> ИСХОДНЫЙ ТЕКСТ:
====
Но и здесь мы встретили затруднения. Сын указанного нам организацией купца был ранен в бою у артиллерийских складов. Раненный, истекая кровью, он нашел в себе силы добраться домой. Он лежал теперь в ожидании, что по его следам вот-вот придут большевики, чтобы его арестовать. Несмотря на это, он предложил нам гостеприимство. Выбирать было не из чего. Мы поблагодарили его и остались. Мы не вошли в дом, а расположились в саду.

Бой в Рыбинске был бесповоротно проигран, но Ярославль продолжал держаться. Я послал офицера к полковнику Перхурову, чтобы сообщить ему о рыбинской неудаче. Офицер до полковника Перхурова не доехал: он был арестован большевиками. Для меня было ясно, что без артиллерии Ярославль долго обороняться не может. Но я тоже надеялся на помощь союзников — на архангельский англо-французский десант. Поэтому было решено, что оставшиеся силы рыбинской организации будут направлены на партизанскую борьбу с целью облегчить положение полковника Перхурова в Ярославле. В ближайшие после 8 июля дни нами был взорван пароход с большевистскими войсками на Волге, был взорван поезд со снарядами, направлявшийся в Ярославль, и был испорчен в нескольких местах железнодорожный путь Ярославль--Бологое. Эти меры затруднили перевозку большевистских частей со стороны Петрограда, но мы не смогли воспрепятствовать перевозке из Москвы. Троцкий же, понимая всю важность происходящих событий, напрягал все усилия, чтобы с помощью Московского гарнизона овладеть Ярославлем. Он овладел им только тогда, когда город был совершенно разрушен артиллерийским огнем.

Одновременно, 8-го июля, наша муромская организация произвела восстание в Муроме и взяла большевистскую ставку. Исполнив эту демонстративную задачу, муромский отряд, под начальством доктора Григорьева и подполковника Сахарова, с боем ушел из города и походным порядком дошел до Казани, которая в начале августа была взята чехословаками.

Так окончилось восстание в Рыбинске, Ярославле и Муроме, организованное „Союзом защиты Родины и свободы“. Его нельзя назвать удачным, но оно не было бесполезным. Впервые, не на Дону и не на Кубани, а в самой России, почти в окрестностях Москвы, русские люди, без помощи кого бы то ни было, восстали против большевиков и тем доказали, что не все русские мирятся с национальным позором Брест-Литовского мира и что не все русские склоняются перед террором большевиков. Честь была спасена. Слава тем, которые пали в бою.

Снова в пути

Под Рыбинском невозможно было оставаться долгое, время. Ежеминутно могли явиться большевики и арестовать нас всех. Мы купили телегу и лошадь и двинулись в дорогу. Куда? Мы не могли бы точно сказать… По направлению к Москве. Я хотел знать, что предполагает „Национальный центр“, и думал5 что нам надо пробираться в Казань на соединение с нашей казанской организацией. Я послал Дикгофа-Деренталя в Москву с докладом „Национальному центру“, а Флегонта Клепикова в Казань предупредить о моем приезде. Несколько дней до возвращения Дикгофа-Деренталя я решил переждать в деревне. Меня приютил у себя, в Новгородской губернии, г. Н.
====
> ИСХОДНЫЕ ДАННЫЕ:
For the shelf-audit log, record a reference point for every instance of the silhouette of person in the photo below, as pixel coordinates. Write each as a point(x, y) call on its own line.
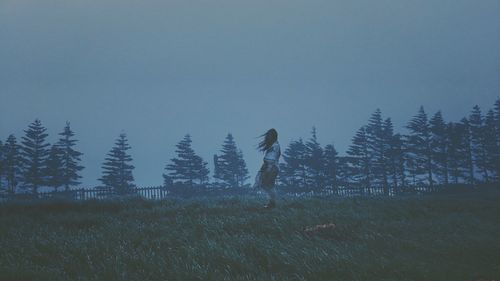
====
> ЗАДАНИЕ A:
Воспроизведите дословно фрагмент исходного текста, начиная со слов «Но и здесь мы встретили затруднения.» и заканчивая словами «в дом, а расположились в саду.» включительно.
> ЗАДАНИЕ B:
Определите, согласуется ли с исходным текстом каждое из утверждений ниже; на каждое ответьте «да» или «нет» и дословно приведите решающие слова текста. (i) Офицер, посланный к полковнику Перхурову, доехал до него. (ii) Муромский отряд дошел до Казани походным порядком. (iii) Рыбинской организации удалось воспрепятствовать перевозке большевистских частей из Москвы.
Строки для работы не понадобятся.

> РЕШЕНИЕ A:
Но и здесь мы встретили затруднения. Сын указанного нам организацией купца был ранен в бою у артиллерийских складов. Раненный, истекая кровью, он нашел в себе силы добраться домой. Он лежал теперь в ожидании, что по его следам вот-вот придут большевики, чтобы его арестовать. Несмотря на это, он предложил нам гостеприимство. Выбирать было не из чего. Мы поблагодарили его и остались. Мы не вошли в дом, а расположились в саду.

> РЕШЕНИЕ B:
(i) Нет: «Офицер до полковника Перхурова не доехал: он был арестован большевиками».
(ii) Да: «с боем ушел из города и походным порядком дошел до Казани».
(iii) Нет: «но мы не смогли воспрепятствовать перевозке из Москвы».